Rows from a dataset
<<<<
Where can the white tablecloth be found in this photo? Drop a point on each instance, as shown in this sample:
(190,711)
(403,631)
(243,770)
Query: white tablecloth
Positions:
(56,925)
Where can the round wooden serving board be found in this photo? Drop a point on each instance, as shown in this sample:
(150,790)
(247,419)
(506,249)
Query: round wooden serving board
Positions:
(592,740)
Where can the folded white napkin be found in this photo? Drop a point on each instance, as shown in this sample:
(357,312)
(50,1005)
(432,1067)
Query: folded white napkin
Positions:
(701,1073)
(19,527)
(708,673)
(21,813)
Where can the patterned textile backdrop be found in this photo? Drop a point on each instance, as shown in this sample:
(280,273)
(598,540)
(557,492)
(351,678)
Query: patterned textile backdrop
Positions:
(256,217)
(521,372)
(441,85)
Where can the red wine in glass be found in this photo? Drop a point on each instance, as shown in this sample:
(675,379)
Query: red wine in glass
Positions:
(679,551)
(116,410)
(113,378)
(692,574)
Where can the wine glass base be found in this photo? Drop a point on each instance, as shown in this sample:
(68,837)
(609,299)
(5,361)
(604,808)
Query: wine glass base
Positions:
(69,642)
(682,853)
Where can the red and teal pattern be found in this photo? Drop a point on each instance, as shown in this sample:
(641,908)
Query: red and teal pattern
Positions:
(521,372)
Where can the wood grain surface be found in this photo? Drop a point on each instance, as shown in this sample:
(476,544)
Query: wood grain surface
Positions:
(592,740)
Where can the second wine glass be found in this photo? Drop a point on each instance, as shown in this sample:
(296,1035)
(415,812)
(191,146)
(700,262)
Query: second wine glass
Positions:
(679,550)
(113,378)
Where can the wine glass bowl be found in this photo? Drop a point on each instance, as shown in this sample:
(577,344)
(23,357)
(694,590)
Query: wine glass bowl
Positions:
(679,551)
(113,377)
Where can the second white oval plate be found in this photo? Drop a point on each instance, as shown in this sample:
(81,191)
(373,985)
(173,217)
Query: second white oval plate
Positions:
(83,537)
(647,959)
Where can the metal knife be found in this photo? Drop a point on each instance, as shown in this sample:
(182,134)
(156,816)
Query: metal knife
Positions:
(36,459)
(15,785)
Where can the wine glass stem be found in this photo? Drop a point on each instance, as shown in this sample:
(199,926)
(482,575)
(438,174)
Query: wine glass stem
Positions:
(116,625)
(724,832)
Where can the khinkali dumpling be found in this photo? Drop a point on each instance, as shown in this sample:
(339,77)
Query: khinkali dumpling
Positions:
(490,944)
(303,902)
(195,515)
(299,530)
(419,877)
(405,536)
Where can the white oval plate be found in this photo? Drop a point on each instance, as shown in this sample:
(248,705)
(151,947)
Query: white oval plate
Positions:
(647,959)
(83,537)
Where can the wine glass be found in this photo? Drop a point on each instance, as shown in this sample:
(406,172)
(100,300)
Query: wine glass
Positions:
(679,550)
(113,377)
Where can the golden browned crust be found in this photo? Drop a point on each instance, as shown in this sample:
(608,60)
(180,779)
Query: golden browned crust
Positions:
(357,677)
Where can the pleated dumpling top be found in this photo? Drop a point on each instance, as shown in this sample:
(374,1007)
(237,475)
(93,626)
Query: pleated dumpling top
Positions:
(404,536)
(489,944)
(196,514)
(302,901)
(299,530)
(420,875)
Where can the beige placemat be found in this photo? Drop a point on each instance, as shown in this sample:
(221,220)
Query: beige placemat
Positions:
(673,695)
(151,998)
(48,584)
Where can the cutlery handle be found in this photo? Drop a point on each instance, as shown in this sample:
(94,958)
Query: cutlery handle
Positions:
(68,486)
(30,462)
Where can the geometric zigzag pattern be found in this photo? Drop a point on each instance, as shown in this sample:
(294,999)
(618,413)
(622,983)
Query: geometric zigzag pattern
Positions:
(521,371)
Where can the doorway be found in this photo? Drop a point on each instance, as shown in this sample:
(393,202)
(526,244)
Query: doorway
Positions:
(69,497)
>>>>
Copy out the lines verbatim, beginning at the line containing "Where can the doorway" and continuing through the last line of the rows.

> _FULL RESPONSE_
Where can the doorway be found in this photo? Drop a point on each instance, as shown in this sample:
(393,202)
(526,244)
Query: doorway
Positions:
(69,497)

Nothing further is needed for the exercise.